# [Description of the task]
Go to the line that contains "One point goes on every instance of the black convertible" in the listing below, then output it and every line after it exactly, omitting pictures.

# [Data shown]
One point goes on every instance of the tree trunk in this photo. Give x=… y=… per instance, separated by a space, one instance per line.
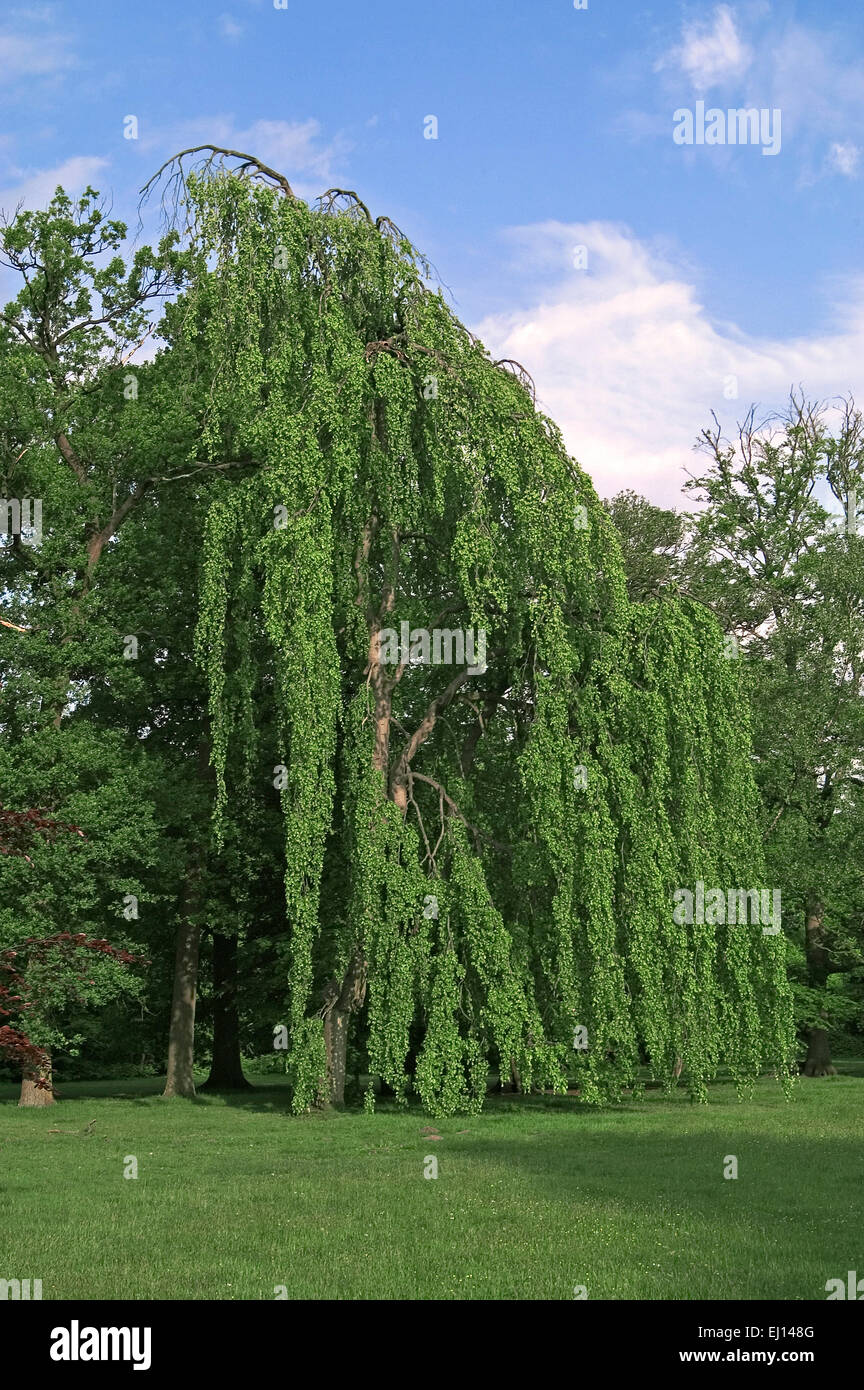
x=339 y=1002
x=181 y=1034
x=818 y=1055
x=336 y=1044
x=818 y=966
x=32 y=1094
x=227 y=1066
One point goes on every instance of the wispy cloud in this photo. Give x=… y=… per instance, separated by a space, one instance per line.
x=628 y=362
x=710 y=52
x=229 y=28
x=32 y=45
x=843 y=159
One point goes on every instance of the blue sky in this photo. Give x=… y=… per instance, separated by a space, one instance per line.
x=711 y=277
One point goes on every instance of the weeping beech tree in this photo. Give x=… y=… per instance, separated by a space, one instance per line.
x=479 y=856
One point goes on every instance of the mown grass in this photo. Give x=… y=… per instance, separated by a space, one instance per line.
x=535 y=1196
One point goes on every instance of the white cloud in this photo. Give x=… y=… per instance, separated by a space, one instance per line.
x=229 y=28
x=710 y=53
x=32 y=46
x=843 y=159
x=628 y=363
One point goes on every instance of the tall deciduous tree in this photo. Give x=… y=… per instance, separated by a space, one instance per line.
x=479 y=848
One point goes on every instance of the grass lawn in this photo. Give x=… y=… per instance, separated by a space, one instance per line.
x=535 y=1196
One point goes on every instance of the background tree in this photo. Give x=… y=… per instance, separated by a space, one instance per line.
x=785 y=580
x=454 y=890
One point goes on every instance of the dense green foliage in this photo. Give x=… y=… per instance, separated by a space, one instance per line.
x=599 y=762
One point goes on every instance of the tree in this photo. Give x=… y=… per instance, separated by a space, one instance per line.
x=653 y=544
x=788 y=584
x=481 y=845
x=40 y=976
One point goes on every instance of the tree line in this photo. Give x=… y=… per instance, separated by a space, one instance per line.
x=411 y=873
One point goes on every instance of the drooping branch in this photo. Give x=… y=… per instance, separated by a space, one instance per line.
x=218 y=152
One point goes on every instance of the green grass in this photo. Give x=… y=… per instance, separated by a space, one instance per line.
x=535 y=1196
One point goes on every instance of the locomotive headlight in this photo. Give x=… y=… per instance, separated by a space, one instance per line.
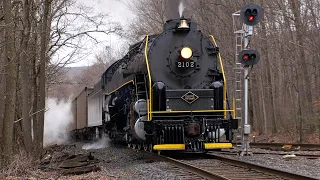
x=186 y=53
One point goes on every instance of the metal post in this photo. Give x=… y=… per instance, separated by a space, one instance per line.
x=245 y=148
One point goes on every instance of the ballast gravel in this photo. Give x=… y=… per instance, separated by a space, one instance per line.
x=299 y=164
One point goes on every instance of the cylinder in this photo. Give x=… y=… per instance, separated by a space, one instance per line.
x=159 y=96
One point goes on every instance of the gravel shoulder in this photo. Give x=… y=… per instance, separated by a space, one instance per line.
x=299 y=164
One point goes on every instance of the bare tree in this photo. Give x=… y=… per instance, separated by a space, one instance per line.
x=11 y=78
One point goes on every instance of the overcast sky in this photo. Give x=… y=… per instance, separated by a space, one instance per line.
x=118 y=12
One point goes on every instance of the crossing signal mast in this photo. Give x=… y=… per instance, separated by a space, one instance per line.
x=250 y=15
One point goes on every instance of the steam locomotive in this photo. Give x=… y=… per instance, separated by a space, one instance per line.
x=168 y=93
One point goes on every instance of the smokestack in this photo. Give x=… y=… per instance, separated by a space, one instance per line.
x=172 y=9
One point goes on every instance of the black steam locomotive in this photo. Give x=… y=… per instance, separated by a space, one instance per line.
x=168 y=93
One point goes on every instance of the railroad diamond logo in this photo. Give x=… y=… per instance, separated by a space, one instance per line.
x=190 y=97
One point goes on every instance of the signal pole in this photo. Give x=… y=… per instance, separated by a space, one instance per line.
x=251 y=15
x=245 y=144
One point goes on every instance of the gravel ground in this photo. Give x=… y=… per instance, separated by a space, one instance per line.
x=116 y=162
x=298 y=164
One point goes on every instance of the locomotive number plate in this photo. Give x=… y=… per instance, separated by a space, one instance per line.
x=186 y=64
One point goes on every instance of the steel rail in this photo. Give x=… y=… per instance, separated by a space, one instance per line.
x=280 y=145
x=196 y=170
x=260 y=168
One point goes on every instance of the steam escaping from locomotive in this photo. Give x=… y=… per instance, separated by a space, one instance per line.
x=101 y=143
x=56 y=122
x=181 y=8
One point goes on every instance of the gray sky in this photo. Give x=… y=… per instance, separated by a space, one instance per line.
x=118 y=12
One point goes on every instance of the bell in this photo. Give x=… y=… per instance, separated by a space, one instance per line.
x=183 y=24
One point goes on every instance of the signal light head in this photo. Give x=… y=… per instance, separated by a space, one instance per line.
x=249 y=57
x=251 y=18
x=251 y=14
x=245 y=57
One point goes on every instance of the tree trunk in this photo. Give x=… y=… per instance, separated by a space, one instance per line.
x=10 y=78
x=26 y=124
x=42 y=74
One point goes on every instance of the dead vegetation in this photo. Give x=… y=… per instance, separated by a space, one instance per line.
x=56 y=161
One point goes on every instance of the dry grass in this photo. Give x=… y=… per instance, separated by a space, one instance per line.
x=21 y=166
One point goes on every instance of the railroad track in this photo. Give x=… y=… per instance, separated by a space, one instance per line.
x=287 y=146
x=212 y=166
x=309 y=156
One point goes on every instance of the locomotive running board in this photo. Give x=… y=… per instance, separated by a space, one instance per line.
x=182 y=146
x=217 y=145
x=169 y=147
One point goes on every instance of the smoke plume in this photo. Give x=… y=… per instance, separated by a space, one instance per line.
x=172 y=9
x=181 y=8
x=56 y=122
x=101 y=143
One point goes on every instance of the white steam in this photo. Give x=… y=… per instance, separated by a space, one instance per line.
x=181 y=8
x=101 y=143
x=56 y=122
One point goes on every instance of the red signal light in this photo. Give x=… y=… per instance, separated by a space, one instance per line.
x=245 y=57
x=251 y=18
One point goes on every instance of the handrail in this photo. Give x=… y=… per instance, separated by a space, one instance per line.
x=131 y=81
x=149 y=78
x=216 y=111
x=224 y=79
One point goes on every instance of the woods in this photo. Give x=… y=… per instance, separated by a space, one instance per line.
x=284 y=86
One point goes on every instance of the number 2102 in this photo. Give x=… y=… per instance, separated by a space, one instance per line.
x=182 y=64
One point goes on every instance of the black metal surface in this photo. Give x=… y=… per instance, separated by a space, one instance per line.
x=163 y=57
x=202 y=99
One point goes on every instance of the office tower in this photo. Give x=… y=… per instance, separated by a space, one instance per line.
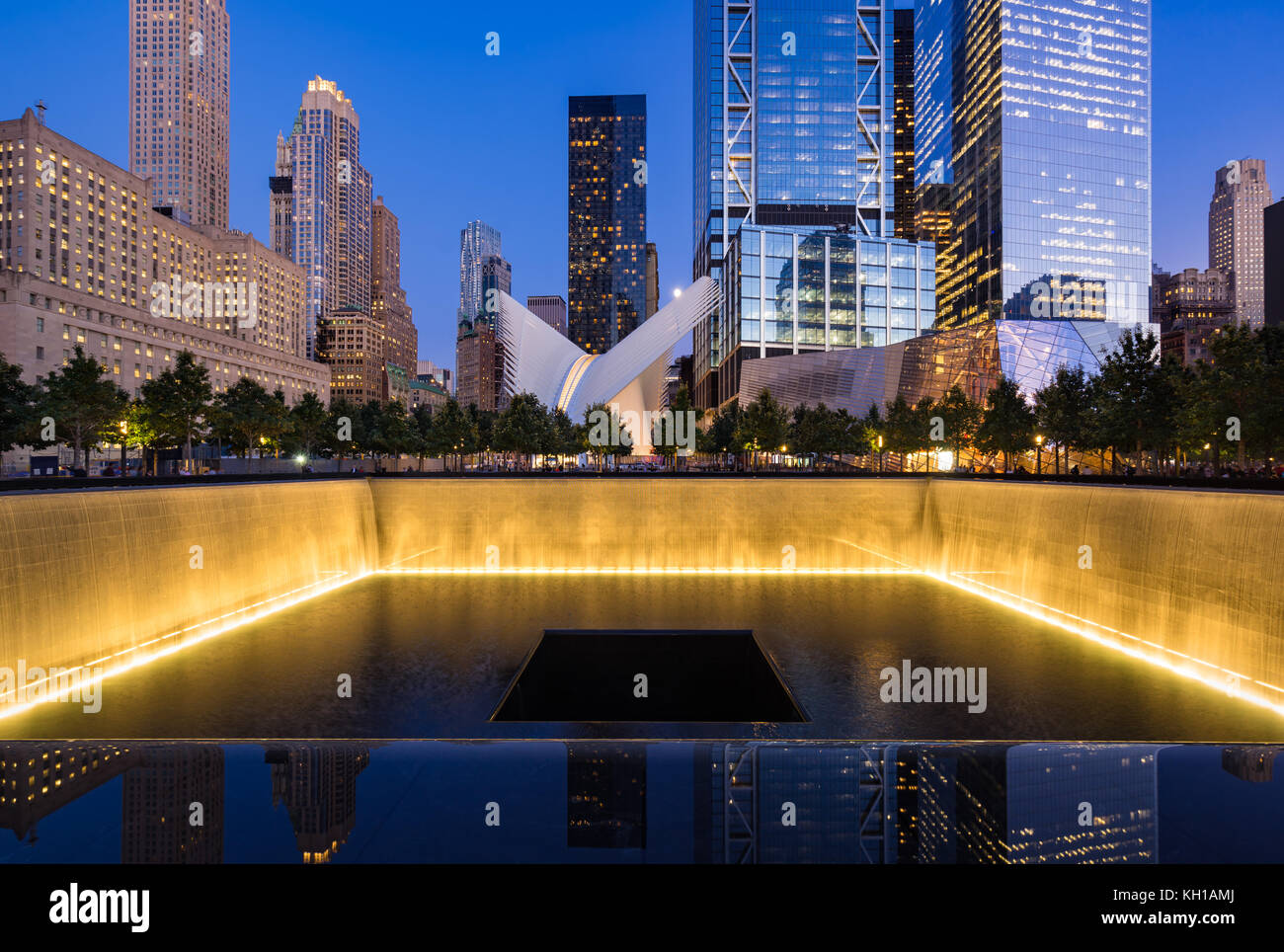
x=794 y=125
x=1032 y=125
x=329 y=230
x=476 y=363
x=112 y=290
x=1237 y=241
x=478 y=241
x=606 y=219
x=653 y=278
x=796 y=290
x=1274 y=263
x=354 y=344
x=281 y=200
x=496 y=276
x=180 y=85
x=386 y=298
x=551 y=309
x=427 y=369
x=903 y=137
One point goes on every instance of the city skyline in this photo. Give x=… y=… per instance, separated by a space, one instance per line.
x=266 y=78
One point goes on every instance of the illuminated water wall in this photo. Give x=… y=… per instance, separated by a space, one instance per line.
x=108 y=579
x=731 y=525
x=1189 y=580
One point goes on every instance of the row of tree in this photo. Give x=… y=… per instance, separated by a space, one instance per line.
x=80 y=406
x=1156 y=416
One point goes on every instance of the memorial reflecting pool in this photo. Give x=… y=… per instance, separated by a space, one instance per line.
x=432 y=656
x=627 y=802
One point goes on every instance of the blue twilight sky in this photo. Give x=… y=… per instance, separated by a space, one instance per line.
x=452 y=135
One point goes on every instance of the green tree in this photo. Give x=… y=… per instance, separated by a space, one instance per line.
x=1137 y=398
x=522 y=428
x=908 y=429
x=248 y=417
x=141 y=432
x=348 y=428
x=961 y=419
x=422 y=434
x=604 y=436
x=86 y=406
x=17 y=410
x=454 y=433
x=762 y=426
x=719 y=436
x=178 y=400
x=309 y=425
x=1008 y=425
x=1064 y=410
x=396 y=433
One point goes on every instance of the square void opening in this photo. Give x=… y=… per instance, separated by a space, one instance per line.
x=722 y=676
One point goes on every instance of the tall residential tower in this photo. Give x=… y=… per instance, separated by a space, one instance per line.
x=1237 y=238
x=606 y=219
x=329 y=230
x=180 y=85
x=478 y=243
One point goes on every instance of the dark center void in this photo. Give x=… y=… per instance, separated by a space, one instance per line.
x=433 y=656
x=651 y=676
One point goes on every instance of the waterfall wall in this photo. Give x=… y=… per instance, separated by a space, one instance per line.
x=1190 y=579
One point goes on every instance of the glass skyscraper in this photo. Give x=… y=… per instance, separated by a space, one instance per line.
x=794 y=125
x=1032 y=140
x=606 y=219
x=478 y=243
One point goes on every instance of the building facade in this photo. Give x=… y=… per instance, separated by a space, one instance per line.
x=86 y=262
x=443 y=376
x=386 y=296
x=1237 y=239
x=795 y=290
x=479 y=364
x=354 y=346
x=606 y=219
x=794 y=125
x=903 y=136
x=551 y=309
x=974 y=357
x=332 y=200
x=1274 y=256
x=1032 y=153
x=1190 y=308
x=653 y=278
x=180 y=106
x=478 y=243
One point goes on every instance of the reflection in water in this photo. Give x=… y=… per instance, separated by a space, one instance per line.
x=40 y=779
x=704 y=802
x=172 y=806
x=606 y=796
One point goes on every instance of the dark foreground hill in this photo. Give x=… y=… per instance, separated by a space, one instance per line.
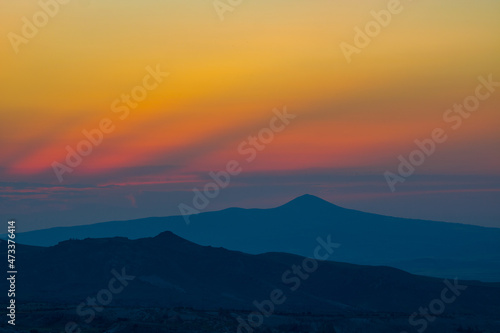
x=168 y=271
x=420 y=247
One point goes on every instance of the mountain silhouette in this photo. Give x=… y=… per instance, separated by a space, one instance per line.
x=418 y=246
x=170 y=271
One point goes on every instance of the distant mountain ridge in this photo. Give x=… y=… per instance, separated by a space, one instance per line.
x=167 y=271
x=417 y=246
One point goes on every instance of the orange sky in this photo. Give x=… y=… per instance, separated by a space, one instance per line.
x=227 y=76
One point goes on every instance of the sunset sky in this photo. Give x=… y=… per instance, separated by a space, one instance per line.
x=225 y=79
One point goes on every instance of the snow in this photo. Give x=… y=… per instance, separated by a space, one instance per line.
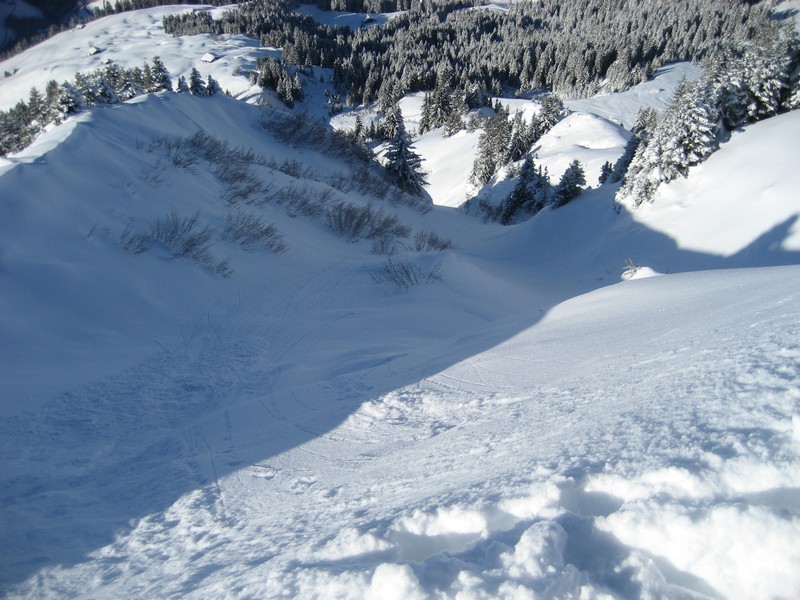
x=748 y=210
x=528 y=424
x=352 y=20
x=657 y=93
x=583 y=136
x=130 y=39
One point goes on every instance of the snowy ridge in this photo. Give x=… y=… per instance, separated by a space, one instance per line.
x=521 y=425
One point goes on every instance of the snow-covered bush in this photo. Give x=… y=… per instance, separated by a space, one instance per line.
x=251 y=232
x=428 y=241
x=404 y=274
x=355 y=222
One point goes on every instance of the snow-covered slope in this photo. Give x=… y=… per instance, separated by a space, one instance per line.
x=522 y=424
x=129 y=39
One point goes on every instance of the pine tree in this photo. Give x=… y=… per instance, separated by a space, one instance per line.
x=392 y=122
x=160 y=75
x=403 y=163
x=518 y=143
x=570 y=185
x=552 y=112
x=212 y=86
x=605 y=172
x=196 y=85
x=520 y=195
x=183 y=87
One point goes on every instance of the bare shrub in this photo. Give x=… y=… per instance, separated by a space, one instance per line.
x=405 y=274
x=300 y=200
x=349 y=220
x=184 y=236
x=340 y=181
x=180 y=152
x=355 y=222
x=134 y=242
x=251 y=232
x=428 y=241
x=384 y=245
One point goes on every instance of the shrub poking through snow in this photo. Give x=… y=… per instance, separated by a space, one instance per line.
x=181 y=235
x=356 y=222
x=428 y=241
x=404 y=274
x=251 y=232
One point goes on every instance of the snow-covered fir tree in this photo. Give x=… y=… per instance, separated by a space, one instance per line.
x=403 y=163
x=196 y=85
x=570 y=185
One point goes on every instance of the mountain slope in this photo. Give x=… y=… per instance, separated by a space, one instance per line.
x=518 y=424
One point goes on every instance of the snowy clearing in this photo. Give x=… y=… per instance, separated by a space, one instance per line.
x=584 y=405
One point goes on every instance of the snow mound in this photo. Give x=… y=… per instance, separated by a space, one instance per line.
x=747 y=189
x=580 y=136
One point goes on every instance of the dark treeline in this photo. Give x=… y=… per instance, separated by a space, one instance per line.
x=111 y=84
x=569 y=47
x=61 y=15
x=745 y=85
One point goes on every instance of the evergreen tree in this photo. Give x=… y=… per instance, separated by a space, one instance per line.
x=605 y=172
x=69 y=101
x=392 y=122
x=183 y=87
x=552 y=112
x=160 y=75
x=570 y=185
x=520 y=195
x=196 y=85
x=518 y=144
x=212 y=86
x=492 y=147
x=454 y=123
x=403 y=163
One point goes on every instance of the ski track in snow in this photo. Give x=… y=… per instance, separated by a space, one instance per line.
x=502 y=433
x=479 y=478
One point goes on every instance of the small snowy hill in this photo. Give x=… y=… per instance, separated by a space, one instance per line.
x=518 y=422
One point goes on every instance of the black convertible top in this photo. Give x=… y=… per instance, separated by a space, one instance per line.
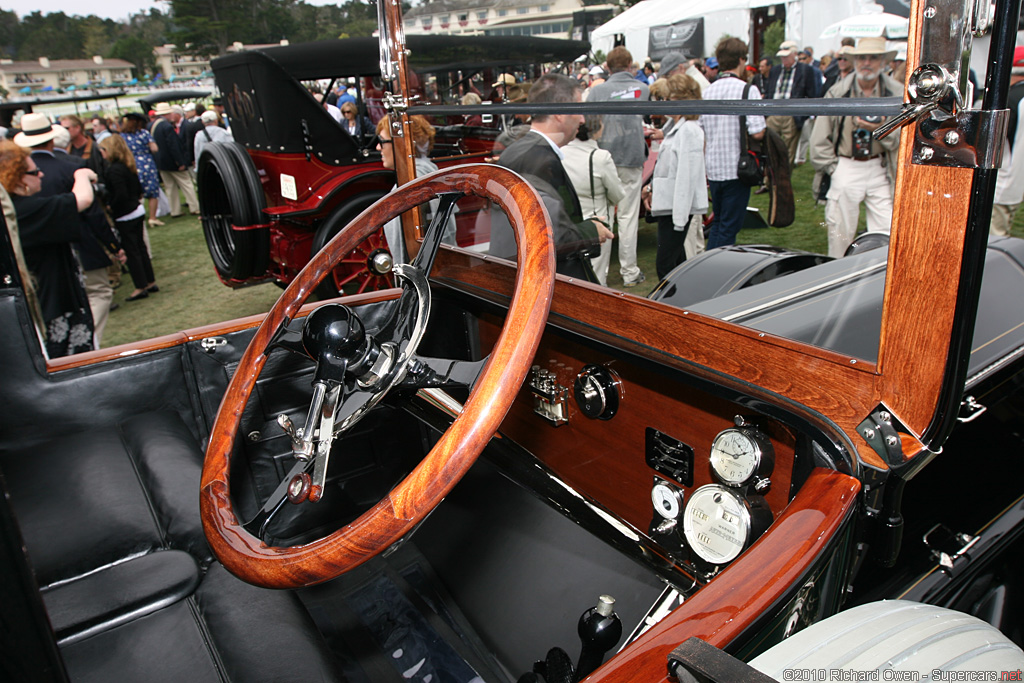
x=360 y=56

# [Written solution]
One point goes on every instance of the black convertible top in this photo. Give x=… y=… per instance, separated by a space, one instance per line.
x=360 y=56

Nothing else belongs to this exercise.